## begin
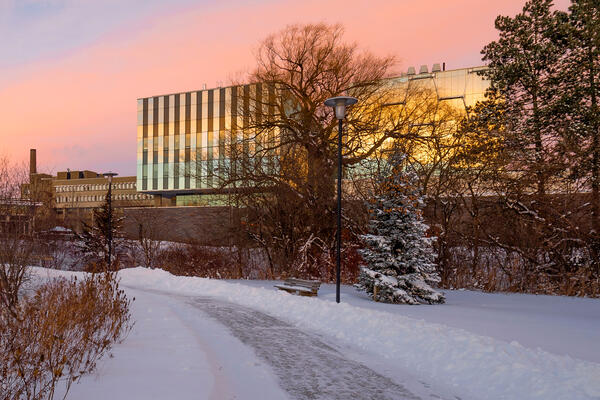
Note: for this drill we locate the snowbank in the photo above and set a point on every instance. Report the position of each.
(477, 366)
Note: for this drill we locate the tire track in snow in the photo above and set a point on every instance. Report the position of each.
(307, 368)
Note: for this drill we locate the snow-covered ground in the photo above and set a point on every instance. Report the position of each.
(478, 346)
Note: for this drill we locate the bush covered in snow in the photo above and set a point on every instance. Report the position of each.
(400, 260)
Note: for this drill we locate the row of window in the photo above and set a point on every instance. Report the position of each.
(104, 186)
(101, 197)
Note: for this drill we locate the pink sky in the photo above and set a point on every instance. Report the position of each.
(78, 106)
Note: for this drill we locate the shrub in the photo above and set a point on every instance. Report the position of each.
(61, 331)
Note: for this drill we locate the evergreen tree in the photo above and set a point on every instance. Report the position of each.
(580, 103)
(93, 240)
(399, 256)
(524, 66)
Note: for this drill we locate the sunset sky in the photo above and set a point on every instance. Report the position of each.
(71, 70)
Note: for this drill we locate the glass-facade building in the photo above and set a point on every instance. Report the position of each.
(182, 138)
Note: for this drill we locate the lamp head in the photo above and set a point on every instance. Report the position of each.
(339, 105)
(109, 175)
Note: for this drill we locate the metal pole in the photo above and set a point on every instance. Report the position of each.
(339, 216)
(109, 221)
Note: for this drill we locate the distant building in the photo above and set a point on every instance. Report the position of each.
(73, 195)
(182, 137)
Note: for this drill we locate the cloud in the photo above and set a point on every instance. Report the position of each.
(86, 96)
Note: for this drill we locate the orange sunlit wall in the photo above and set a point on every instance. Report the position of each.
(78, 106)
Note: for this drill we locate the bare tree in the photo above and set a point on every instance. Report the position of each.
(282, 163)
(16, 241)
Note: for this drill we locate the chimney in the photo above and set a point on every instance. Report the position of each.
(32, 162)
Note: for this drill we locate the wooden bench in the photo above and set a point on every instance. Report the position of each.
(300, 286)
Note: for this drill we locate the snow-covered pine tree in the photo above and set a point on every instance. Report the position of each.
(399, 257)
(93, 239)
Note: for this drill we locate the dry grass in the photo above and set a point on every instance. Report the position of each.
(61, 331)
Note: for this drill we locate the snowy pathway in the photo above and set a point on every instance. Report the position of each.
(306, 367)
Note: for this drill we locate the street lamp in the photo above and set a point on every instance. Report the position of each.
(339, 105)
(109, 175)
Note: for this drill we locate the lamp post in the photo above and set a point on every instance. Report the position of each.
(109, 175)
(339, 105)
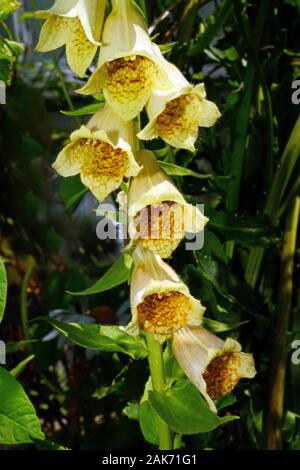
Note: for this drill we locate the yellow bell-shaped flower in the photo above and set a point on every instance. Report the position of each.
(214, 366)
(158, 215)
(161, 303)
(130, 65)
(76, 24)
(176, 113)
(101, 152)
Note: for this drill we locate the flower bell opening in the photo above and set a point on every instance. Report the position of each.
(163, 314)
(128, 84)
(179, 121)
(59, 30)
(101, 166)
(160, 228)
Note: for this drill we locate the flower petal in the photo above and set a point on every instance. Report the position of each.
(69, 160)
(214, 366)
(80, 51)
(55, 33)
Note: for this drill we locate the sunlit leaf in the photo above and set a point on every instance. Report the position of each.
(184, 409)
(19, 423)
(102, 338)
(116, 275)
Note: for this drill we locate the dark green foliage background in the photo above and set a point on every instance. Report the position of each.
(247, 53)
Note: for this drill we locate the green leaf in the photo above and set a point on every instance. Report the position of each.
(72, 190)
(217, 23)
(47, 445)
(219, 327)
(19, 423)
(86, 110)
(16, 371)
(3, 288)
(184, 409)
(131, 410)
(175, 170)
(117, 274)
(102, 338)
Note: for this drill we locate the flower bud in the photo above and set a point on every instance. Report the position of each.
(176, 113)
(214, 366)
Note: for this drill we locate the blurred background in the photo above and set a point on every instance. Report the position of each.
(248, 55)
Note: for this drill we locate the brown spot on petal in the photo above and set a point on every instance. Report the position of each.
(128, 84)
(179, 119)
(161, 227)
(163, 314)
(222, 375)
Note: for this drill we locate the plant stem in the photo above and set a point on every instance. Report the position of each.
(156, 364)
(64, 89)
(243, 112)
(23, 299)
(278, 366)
## end
## begin
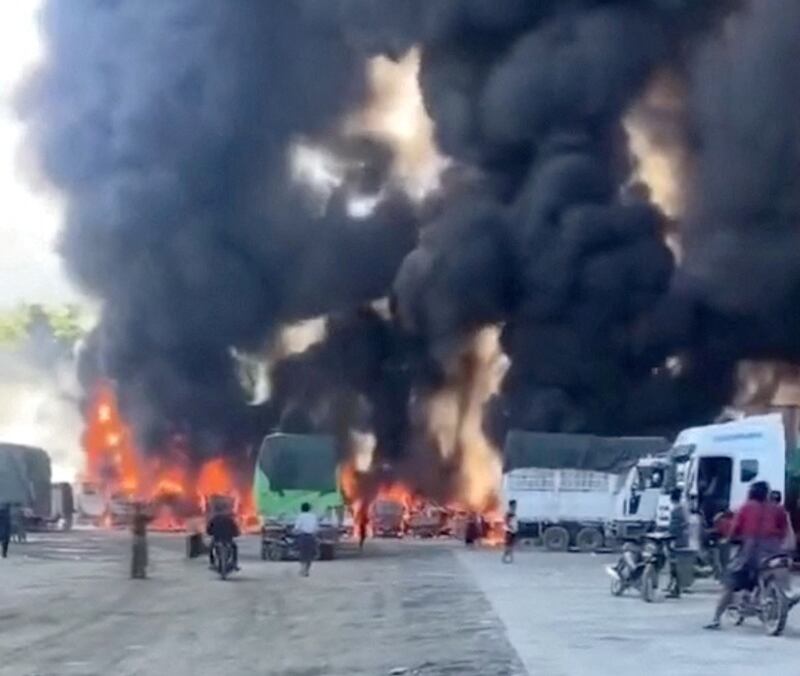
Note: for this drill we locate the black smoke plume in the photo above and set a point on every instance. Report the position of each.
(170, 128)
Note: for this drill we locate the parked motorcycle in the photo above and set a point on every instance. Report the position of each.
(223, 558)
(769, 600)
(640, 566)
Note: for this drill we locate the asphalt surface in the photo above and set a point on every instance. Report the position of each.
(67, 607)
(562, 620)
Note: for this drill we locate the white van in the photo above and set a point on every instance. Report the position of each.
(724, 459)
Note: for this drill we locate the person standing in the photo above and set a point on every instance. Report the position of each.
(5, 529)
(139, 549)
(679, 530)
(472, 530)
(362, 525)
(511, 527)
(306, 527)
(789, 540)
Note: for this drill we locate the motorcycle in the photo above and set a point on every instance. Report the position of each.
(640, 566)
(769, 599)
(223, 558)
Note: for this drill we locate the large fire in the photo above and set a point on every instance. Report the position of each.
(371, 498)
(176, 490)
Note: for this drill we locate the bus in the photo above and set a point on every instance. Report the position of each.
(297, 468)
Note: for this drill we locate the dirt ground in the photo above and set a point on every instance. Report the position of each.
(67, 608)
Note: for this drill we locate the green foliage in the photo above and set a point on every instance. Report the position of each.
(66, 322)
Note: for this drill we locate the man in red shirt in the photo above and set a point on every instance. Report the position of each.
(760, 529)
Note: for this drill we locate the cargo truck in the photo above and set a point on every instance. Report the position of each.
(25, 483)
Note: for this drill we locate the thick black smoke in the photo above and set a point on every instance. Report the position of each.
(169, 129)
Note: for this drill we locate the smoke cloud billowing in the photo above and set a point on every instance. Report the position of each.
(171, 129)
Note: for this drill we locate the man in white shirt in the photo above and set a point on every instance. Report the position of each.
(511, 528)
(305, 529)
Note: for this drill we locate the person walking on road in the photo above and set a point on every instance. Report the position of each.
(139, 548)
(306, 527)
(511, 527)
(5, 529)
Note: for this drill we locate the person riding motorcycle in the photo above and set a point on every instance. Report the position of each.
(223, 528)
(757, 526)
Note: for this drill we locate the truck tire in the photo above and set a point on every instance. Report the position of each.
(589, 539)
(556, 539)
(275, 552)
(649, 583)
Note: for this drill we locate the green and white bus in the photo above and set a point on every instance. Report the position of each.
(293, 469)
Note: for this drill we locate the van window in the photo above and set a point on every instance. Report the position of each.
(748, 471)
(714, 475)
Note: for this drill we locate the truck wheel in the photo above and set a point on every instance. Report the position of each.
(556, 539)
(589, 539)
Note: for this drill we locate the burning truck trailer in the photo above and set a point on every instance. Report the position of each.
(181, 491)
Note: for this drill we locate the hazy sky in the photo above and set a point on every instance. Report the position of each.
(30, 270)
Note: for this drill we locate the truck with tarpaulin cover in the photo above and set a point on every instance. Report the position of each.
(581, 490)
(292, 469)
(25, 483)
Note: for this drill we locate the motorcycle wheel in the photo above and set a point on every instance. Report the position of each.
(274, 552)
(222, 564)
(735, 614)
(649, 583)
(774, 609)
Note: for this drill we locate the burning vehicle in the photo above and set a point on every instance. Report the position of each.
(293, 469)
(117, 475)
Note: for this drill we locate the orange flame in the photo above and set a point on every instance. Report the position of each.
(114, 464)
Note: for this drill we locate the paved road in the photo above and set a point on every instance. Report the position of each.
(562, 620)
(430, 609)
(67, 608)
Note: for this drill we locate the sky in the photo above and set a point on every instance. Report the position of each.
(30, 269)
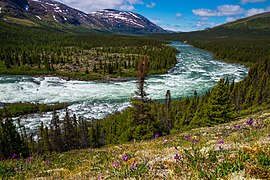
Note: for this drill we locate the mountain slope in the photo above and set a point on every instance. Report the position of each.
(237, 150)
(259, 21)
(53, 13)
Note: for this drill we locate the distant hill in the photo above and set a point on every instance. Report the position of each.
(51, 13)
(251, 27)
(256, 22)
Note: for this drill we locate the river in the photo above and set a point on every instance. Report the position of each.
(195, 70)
## end
## begin
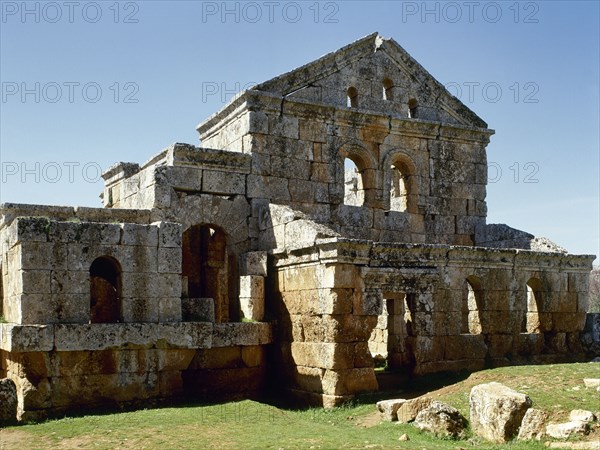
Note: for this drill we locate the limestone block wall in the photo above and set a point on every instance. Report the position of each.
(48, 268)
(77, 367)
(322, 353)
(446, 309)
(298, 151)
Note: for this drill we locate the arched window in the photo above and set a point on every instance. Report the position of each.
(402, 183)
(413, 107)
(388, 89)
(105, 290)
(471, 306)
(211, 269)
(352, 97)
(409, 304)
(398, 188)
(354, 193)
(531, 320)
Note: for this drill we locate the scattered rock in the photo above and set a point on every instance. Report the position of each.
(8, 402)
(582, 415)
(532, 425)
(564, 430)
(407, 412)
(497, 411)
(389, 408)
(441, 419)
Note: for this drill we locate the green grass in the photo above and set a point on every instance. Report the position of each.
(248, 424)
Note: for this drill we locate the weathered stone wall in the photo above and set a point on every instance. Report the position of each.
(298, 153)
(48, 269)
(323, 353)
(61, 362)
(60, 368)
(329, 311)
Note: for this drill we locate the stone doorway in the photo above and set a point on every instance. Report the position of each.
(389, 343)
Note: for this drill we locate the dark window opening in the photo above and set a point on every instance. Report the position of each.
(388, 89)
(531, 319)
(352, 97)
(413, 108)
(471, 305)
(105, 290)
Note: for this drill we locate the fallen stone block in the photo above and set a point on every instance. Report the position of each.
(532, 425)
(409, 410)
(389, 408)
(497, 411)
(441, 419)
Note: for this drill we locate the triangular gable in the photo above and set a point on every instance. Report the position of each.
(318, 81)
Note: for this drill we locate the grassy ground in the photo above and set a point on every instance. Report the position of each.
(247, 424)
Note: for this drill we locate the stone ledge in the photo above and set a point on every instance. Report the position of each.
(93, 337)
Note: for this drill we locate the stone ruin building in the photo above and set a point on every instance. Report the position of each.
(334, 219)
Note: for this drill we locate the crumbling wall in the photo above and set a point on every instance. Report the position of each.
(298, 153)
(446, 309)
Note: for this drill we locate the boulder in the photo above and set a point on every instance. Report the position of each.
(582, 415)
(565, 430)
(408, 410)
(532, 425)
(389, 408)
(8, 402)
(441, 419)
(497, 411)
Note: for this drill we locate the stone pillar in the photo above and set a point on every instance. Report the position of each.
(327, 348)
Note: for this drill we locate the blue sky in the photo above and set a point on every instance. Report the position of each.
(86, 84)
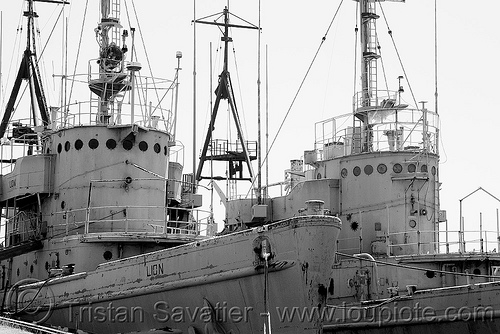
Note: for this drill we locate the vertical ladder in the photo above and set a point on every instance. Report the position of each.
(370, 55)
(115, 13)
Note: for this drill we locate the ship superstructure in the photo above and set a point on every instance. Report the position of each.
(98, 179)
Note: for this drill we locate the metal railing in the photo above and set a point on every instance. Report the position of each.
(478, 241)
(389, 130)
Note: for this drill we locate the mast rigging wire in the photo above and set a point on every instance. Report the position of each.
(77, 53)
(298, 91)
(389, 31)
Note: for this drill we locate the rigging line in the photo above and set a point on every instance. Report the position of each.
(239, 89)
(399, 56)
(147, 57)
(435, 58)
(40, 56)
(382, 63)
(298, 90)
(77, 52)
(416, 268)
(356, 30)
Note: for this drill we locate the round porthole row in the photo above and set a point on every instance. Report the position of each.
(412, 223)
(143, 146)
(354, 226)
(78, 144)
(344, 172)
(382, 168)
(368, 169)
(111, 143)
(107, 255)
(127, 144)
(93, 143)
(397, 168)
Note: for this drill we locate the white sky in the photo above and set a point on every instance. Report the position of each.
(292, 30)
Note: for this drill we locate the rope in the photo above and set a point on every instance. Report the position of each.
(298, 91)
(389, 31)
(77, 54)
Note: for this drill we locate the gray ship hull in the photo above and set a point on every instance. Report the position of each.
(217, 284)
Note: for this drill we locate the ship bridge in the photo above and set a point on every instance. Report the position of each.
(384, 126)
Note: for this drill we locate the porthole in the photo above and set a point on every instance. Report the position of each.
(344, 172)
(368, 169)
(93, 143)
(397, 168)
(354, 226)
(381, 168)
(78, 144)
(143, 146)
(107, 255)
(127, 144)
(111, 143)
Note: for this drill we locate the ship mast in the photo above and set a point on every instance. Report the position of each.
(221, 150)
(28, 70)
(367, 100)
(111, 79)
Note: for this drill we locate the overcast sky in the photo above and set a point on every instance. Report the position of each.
## end
▸ STATED EXERCISE:
Count the lines in the data above that contain the string "tire", treating uppercase and lowercase as different. Reply with the number only.

▸ RESPONSE TO THE TASK:
2